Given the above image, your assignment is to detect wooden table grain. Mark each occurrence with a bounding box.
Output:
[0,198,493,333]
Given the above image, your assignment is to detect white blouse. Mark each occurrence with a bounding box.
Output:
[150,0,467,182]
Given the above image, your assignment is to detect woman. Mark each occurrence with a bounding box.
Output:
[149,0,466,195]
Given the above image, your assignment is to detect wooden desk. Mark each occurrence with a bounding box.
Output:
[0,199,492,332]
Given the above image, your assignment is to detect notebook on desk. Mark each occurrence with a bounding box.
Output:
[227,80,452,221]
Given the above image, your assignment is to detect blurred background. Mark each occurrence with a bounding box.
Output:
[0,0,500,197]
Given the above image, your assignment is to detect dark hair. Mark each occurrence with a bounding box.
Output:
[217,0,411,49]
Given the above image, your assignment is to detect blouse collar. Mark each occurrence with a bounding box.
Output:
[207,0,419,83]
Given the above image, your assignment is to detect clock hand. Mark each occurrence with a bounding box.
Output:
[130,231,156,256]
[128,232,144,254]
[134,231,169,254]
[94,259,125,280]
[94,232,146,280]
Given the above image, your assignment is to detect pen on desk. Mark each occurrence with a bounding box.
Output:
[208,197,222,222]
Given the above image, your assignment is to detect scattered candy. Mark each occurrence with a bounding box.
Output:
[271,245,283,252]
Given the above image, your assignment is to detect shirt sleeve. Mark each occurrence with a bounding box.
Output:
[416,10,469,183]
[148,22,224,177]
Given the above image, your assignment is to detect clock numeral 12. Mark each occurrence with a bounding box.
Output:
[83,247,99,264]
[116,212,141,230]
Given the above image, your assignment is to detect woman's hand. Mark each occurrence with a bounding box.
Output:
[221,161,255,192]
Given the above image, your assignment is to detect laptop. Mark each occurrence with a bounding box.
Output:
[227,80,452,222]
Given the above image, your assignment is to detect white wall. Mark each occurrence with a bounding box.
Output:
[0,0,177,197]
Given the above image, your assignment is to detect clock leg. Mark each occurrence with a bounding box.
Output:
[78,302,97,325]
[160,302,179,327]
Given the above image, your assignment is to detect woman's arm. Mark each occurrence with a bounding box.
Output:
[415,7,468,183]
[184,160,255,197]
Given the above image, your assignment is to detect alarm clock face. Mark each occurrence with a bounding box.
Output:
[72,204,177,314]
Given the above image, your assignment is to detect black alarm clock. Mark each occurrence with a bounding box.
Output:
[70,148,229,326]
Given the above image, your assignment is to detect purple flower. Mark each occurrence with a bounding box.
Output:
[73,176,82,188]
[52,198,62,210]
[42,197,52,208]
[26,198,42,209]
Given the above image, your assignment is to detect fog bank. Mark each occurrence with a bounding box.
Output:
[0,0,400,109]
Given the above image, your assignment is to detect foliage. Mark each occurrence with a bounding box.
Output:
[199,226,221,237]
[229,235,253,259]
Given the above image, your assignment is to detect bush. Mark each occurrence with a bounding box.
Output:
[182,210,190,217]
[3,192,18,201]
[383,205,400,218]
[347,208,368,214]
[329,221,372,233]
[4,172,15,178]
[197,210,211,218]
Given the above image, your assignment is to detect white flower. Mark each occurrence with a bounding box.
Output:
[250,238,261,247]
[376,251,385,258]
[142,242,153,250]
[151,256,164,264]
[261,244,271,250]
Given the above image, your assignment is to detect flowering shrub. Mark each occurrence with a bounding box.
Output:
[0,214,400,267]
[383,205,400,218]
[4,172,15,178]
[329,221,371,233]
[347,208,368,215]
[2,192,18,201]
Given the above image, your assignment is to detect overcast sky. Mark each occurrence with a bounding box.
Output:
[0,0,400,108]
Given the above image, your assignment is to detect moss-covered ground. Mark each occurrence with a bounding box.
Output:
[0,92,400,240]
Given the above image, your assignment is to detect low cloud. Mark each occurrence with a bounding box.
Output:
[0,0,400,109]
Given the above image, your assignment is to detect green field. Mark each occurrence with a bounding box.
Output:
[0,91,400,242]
==*==
* To do
Retype the entries from the line containing "Given the above image, your assignment is to detect alarm" through the line containing "[26,198,42,209]", keeping every line as it stands.

* Answer below
Given the above image, your assignment is to detect alarm clock face. Mark each occurrence with a bounding box.
Output:
[72,204,177,314]
Given the above image, your assignment is to detect black alarm clock. Mark each occurrence with a bounding box.
Output:
[70,148,229,326]
Given the above image, your assignment is to detect purple flower. Mark each occurrence with a bounding box.
Output:
[73,176,82,188]
[52,198,62,210]
[42,197,52,208]
[26,198,42,209]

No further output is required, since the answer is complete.